书面题目: 将下列全部条目逐行照原样抄写出来。

━━━━━ 任务数据

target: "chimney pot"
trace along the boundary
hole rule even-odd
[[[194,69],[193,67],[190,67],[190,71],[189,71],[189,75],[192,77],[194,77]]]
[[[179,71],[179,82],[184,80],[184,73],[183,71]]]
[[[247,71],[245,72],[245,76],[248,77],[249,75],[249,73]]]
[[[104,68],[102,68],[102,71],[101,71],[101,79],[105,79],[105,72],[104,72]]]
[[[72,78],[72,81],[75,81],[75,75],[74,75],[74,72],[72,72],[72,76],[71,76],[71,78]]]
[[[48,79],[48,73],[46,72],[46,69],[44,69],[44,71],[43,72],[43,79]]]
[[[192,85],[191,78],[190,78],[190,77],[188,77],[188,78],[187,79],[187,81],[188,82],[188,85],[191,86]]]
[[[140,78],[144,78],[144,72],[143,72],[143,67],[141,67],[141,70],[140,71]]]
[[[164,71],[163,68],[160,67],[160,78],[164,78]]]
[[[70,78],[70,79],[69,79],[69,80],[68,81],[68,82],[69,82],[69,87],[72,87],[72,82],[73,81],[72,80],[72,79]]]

━━━━━━━━━━

练习结果:
target: "chimney pot"
trace along the boundary
hole rule even-odd
[[[194,69],[193,67],[190,67],[190,71],[189,71],[189,75],[192,77],[194,77]]]
[[[179,71],[179,82],[184,80],[184,73],[183,71]]]
[[[247,71],[245,72],[245,76],[248,77],[249,75],[249,73]]]
[[[104,68],[102,68],[102,71],[101,71],[101,79],[105,79],[105,72],[104,72]]]
[[[72,78],[72,81],[75,81],[75,75],[74,75],[74,72],[72,72],[72,76],[71,76],[71,78]]]
[[[48,79],[48,73],[46,72],[46,69],[44,69],[44,71],[43,72],[43,79]]]
[[[192,85],[191,78],[190,78],[190,77],[188,77],[188,78],[187,79],[187,81],[188,82],[188,85],[191,86]]]
[[[140,78],[144,78],[144,72],[143,72],[143,67],[141,67],[141,70],[140,71]]]
[[[164,71],[163,68],[160,67],[160,78],[164,78]]]
[[[70,78],[70,79],[69,79],[69,80],[68,81],[68,82],[69,82],[69,87],[72,87],[72,82],[73,81],[72,80],[72,79]]]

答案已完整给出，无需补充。